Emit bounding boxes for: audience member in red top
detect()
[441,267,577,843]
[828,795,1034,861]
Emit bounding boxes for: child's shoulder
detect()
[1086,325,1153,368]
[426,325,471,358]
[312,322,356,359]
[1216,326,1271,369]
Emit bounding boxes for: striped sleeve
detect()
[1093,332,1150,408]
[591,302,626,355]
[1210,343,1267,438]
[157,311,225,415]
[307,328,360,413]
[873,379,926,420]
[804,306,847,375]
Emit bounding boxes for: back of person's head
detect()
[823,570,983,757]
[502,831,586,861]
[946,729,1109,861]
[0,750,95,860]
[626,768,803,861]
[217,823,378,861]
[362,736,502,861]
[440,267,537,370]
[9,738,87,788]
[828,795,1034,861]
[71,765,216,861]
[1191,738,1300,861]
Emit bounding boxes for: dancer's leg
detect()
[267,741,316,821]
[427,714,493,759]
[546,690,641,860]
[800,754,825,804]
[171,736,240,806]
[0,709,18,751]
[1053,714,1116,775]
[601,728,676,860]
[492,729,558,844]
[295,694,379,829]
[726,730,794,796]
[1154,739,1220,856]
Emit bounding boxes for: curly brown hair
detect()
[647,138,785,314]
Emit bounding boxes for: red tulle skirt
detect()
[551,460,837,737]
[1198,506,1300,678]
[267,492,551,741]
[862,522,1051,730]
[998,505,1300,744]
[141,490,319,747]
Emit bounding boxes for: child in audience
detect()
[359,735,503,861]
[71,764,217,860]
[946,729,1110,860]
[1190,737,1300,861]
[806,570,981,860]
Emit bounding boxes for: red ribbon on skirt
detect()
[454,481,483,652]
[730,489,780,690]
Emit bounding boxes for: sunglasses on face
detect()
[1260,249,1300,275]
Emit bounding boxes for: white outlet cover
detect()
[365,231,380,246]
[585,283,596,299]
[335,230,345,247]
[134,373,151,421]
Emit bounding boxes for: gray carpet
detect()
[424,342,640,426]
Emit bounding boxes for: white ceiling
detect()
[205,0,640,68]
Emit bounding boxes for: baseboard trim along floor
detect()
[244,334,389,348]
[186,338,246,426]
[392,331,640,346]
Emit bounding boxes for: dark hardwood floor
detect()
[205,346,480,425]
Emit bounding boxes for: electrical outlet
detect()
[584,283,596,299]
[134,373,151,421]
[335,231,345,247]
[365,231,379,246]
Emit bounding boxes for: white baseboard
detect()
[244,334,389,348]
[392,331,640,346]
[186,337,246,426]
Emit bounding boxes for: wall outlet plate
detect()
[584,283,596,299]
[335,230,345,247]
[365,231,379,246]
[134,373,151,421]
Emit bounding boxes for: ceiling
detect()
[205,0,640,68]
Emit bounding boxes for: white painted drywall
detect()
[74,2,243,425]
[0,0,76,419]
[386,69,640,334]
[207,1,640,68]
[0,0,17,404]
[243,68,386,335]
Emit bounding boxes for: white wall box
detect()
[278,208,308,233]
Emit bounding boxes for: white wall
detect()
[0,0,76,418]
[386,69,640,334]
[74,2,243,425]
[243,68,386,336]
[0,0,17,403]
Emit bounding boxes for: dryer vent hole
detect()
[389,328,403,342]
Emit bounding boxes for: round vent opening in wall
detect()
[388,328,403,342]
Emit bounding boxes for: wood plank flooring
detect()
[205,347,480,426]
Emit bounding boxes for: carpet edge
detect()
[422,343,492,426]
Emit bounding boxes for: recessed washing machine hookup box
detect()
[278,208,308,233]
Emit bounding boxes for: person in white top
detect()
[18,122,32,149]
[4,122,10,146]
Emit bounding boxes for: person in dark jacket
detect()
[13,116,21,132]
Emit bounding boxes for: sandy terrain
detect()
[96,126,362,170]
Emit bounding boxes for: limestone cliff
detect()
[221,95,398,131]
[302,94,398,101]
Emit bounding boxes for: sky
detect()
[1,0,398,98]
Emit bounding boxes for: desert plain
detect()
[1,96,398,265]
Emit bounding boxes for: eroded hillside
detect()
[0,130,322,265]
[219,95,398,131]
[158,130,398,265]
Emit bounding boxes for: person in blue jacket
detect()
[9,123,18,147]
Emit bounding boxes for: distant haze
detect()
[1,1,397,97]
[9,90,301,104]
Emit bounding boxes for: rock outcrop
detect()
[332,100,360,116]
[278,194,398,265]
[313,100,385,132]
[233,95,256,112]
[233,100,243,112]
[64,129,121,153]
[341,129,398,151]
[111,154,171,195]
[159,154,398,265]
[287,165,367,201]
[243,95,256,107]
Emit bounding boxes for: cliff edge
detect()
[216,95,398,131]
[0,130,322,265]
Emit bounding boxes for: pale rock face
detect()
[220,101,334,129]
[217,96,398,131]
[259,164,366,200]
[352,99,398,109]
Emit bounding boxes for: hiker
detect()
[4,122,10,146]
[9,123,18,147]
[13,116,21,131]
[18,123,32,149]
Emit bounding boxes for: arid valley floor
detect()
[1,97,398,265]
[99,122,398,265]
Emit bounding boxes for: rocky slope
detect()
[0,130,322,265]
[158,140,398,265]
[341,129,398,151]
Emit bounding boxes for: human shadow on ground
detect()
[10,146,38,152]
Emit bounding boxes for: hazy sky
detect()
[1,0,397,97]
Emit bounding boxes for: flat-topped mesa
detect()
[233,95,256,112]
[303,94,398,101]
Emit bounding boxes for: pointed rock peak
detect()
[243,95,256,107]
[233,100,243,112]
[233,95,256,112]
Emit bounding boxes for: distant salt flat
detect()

(Task to complete) Nothing but the lines from the one that contains "Emit bounding boxes for: pointed rock peak" to the end of the listing should be given again, each exactly as it appears.

(Task response)
Emit bounding boxes for: pointed rock peak
detect()
[243,95,256,107]
[233,100,243,112]
[233,95,256,112]
Emit bounding boxes for: distant salt flat
detect()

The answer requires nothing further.